-- Start of Records supplied --

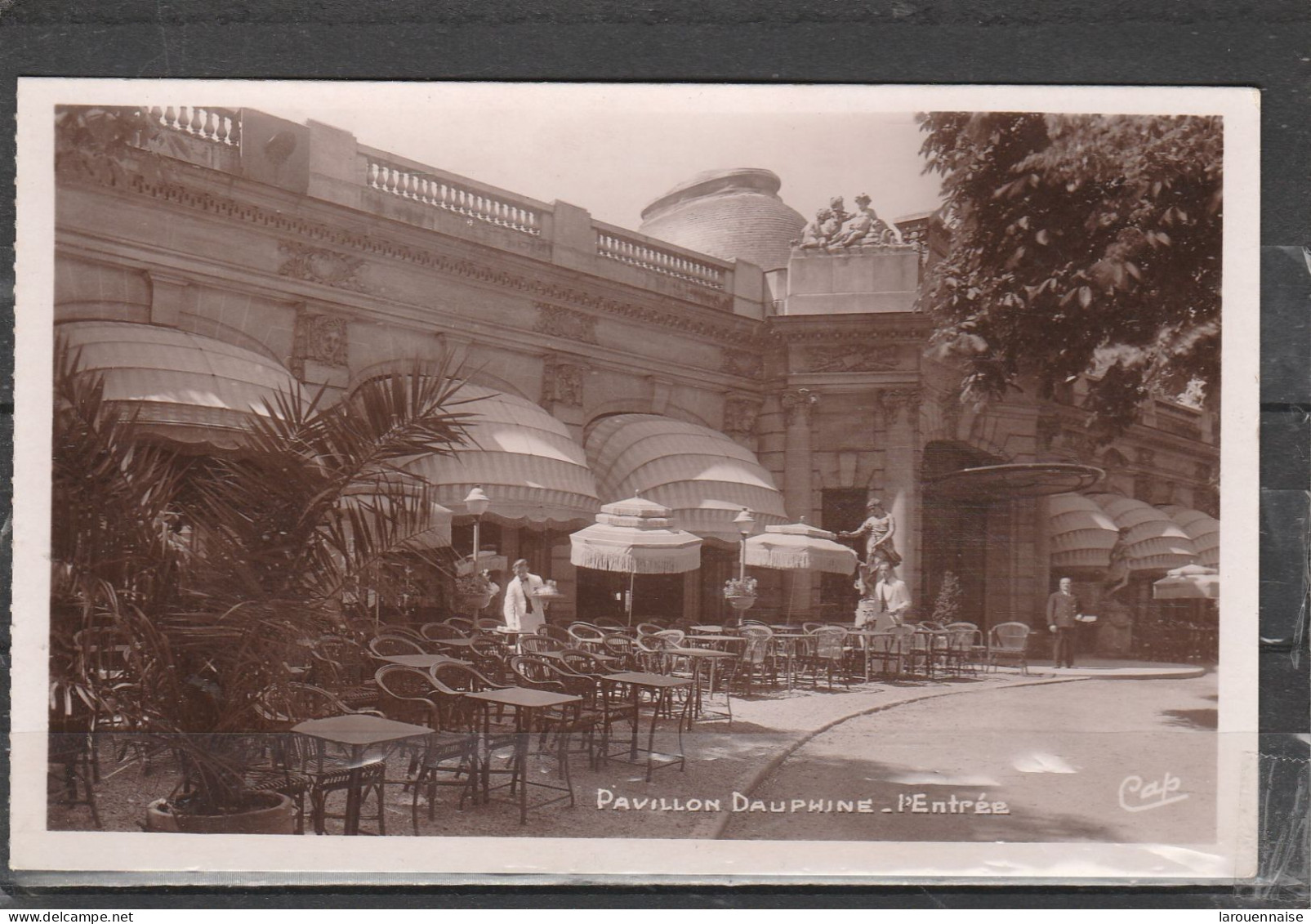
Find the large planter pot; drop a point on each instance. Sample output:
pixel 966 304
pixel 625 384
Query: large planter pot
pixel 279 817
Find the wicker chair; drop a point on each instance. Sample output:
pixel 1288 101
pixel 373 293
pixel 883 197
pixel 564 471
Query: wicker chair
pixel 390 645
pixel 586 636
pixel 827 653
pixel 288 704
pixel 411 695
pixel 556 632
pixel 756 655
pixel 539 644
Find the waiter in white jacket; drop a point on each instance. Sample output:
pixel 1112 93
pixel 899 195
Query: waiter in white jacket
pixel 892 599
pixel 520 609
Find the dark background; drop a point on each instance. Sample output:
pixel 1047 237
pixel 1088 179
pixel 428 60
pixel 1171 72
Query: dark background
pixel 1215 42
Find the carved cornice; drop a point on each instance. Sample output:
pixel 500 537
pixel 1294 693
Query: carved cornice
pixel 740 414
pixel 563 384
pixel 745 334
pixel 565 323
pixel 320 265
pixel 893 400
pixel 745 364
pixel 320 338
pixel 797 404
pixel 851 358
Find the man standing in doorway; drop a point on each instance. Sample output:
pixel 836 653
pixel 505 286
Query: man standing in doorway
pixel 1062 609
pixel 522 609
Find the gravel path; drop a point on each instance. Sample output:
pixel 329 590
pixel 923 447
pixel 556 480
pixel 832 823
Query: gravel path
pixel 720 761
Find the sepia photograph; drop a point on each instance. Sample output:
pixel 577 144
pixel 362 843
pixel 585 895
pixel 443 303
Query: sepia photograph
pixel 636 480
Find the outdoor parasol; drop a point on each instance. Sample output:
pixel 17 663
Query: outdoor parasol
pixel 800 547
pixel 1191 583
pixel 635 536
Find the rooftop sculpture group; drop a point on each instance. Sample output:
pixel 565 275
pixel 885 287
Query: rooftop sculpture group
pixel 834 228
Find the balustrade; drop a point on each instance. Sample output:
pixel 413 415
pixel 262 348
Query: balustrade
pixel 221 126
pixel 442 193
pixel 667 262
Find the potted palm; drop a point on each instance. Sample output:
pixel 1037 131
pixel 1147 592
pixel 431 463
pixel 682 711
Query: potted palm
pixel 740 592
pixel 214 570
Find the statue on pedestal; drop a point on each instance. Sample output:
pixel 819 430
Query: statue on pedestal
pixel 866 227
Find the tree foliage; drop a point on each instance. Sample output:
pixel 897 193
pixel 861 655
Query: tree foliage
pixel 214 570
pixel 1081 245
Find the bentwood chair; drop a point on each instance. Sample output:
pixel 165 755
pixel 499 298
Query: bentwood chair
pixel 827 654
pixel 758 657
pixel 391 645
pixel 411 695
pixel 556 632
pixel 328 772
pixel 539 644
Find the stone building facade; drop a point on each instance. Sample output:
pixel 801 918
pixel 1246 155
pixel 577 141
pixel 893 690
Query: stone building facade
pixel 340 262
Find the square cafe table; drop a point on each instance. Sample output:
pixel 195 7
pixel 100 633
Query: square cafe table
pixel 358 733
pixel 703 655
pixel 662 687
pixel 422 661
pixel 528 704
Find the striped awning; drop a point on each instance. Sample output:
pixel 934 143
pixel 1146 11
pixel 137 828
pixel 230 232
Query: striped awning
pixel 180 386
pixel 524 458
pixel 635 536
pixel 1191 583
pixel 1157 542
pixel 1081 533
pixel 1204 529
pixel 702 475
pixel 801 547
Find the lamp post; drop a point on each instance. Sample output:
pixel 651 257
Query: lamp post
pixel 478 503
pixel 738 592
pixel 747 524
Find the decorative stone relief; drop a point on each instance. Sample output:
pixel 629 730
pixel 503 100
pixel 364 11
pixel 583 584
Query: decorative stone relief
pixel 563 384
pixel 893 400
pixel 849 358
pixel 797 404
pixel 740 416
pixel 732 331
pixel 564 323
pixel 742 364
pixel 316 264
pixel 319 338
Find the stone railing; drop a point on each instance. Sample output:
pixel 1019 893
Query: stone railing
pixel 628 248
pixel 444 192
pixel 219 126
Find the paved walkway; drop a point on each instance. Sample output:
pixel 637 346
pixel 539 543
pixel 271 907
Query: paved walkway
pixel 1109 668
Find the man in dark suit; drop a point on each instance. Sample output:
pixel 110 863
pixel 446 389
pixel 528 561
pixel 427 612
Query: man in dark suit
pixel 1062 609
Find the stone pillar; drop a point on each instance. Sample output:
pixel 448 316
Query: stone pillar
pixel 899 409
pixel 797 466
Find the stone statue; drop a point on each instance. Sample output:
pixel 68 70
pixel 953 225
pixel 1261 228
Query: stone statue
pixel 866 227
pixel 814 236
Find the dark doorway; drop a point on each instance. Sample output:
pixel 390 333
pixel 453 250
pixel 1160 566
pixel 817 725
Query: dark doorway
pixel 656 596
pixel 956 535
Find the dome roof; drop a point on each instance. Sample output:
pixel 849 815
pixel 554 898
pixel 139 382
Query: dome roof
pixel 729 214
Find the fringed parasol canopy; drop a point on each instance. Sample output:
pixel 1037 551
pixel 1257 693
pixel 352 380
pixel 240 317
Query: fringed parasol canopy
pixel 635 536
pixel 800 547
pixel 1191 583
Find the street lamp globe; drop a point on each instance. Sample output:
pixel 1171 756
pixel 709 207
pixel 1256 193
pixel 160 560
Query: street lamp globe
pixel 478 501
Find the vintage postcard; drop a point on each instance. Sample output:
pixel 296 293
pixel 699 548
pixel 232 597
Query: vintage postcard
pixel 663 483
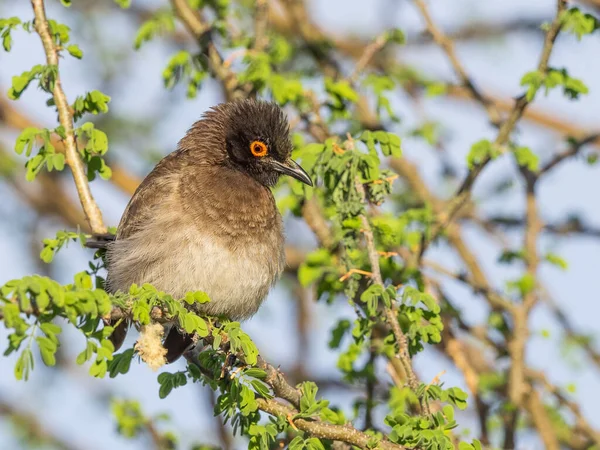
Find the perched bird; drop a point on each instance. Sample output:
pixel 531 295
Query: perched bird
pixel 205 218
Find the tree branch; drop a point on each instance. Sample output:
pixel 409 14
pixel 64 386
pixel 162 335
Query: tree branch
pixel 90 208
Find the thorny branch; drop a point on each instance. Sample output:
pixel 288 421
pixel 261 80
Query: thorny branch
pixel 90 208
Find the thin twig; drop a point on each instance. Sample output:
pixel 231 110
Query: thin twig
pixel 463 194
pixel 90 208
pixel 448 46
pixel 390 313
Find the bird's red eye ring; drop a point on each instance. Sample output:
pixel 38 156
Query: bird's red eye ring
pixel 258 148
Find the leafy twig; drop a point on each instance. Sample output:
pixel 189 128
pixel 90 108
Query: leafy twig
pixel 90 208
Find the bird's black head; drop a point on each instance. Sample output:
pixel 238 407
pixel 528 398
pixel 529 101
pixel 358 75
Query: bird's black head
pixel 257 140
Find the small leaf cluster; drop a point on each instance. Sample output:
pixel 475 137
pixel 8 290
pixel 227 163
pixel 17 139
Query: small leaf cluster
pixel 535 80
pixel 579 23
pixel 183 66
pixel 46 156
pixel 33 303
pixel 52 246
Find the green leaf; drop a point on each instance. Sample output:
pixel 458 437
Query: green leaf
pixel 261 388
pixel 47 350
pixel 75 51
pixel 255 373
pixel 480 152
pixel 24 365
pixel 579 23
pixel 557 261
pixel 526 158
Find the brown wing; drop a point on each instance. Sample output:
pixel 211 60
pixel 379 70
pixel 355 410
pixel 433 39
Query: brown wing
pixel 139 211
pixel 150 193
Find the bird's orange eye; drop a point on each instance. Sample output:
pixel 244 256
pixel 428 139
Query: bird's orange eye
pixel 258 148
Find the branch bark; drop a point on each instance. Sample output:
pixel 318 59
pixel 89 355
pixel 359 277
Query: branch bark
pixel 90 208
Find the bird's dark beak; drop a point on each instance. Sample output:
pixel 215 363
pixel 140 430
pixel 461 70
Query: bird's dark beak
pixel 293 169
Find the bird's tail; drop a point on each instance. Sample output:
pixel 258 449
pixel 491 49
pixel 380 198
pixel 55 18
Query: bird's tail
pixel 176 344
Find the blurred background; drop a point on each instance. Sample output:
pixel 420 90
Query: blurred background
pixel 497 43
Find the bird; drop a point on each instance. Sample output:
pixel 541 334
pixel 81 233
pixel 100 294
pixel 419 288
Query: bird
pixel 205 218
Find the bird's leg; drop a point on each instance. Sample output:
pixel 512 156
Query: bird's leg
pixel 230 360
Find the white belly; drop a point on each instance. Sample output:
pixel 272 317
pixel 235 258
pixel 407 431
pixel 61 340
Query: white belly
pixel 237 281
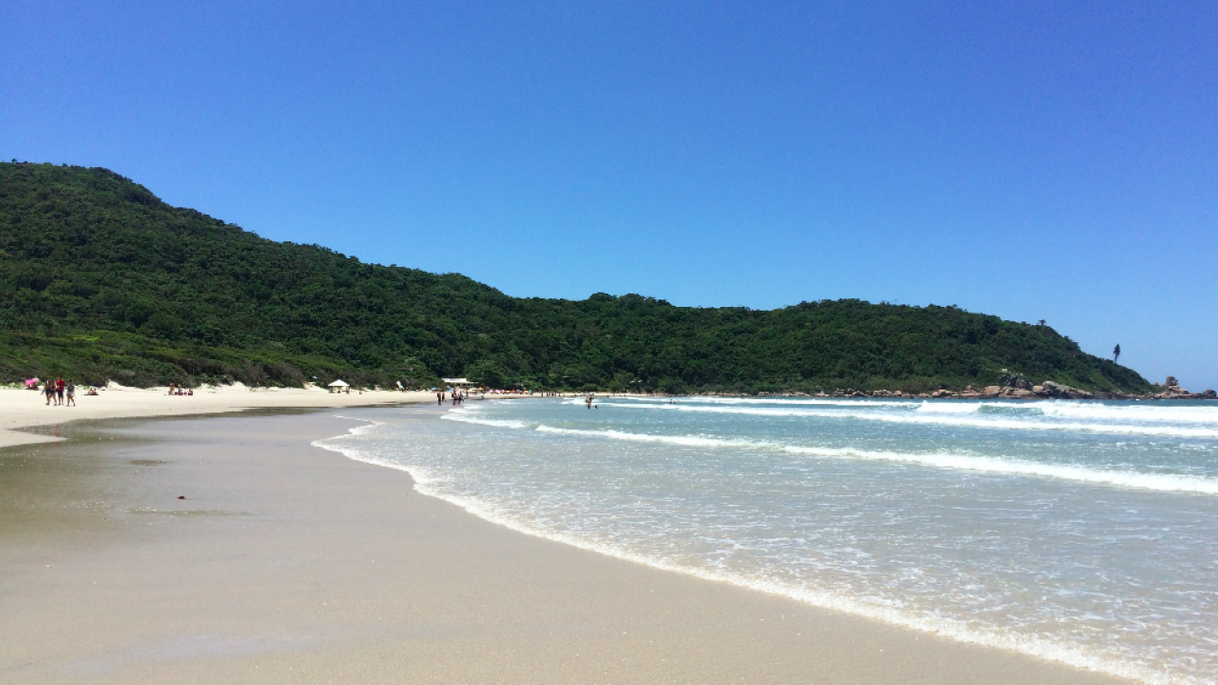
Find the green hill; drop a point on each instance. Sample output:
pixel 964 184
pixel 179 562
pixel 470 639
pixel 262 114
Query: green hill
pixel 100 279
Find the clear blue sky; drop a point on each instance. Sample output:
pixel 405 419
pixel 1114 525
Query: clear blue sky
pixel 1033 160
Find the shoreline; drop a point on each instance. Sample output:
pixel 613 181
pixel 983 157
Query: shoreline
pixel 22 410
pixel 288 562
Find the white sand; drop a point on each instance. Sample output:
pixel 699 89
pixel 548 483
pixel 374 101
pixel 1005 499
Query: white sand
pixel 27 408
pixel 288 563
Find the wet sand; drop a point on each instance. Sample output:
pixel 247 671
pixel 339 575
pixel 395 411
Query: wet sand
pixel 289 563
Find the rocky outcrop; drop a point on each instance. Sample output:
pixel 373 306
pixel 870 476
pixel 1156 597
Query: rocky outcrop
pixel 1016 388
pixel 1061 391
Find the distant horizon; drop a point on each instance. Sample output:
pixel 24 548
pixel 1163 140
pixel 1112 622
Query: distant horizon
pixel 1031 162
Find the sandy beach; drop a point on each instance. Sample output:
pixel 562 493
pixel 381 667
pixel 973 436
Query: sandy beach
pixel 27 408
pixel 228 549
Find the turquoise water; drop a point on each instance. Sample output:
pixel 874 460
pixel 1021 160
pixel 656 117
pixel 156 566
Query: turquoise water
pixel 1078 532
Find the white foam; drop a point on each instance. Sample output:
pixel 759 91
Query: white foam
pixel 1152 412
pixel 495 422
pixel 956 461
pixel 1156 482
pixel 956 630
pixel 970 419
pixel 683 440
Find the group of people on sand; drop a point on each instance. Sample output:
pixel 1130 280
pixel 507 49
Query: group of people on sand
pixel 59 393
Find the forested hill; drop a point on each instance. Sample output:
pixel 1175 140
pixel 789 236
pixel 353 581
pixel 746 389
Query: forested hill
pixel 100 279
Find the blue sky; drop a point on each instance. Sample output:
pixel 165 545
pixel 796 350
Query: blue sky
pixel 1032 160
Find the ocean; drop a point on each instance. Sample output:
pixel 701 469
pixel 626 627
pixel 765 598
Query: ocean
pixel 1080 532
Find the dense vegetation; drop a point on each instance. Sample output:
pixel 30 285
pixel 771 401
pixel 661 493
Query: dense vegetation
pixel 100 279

-- End of Records supplied --

▸ Job
Please rewrite only the data between the line containing "Find the group" and the end of the data, inclusive, with the requests included. Multiply every pixel coordinate in the answers by 2.15 and round to whole numbers, halves up, but keep the numbers in the requests and their sample outputs unchanged.

▸ Answer to this problem
Find the group of people on sand; drop a point on each instance. Sample output:
pixel 1130 280
pixel 507 49
Query: group of people on sand
pixel 127 845
Find the forested hill; drop a point on each instance. Sample output:
pixel 1175 140
pixel 789 236
pixel 353 581
pixel 746 389
Query: forested hill
pixel 215 600
Find the blue sky; drop a point on each instance. Sample output:
pixel 165 545
pixel 796 350
Query: blue sky
pixel 2219 344
Find the ocean; drop a point on each instance. Sample output:
pixel 701 469
pixel 626 627
pixel 765 598
Query: ocean
pixel 2322 1144
Find the dense vegetation; drop a point on each instance. Sample output:
pixel 30 285
pixel 771 401
pixel 661 493
Query: dense vegetation
pixel 215 600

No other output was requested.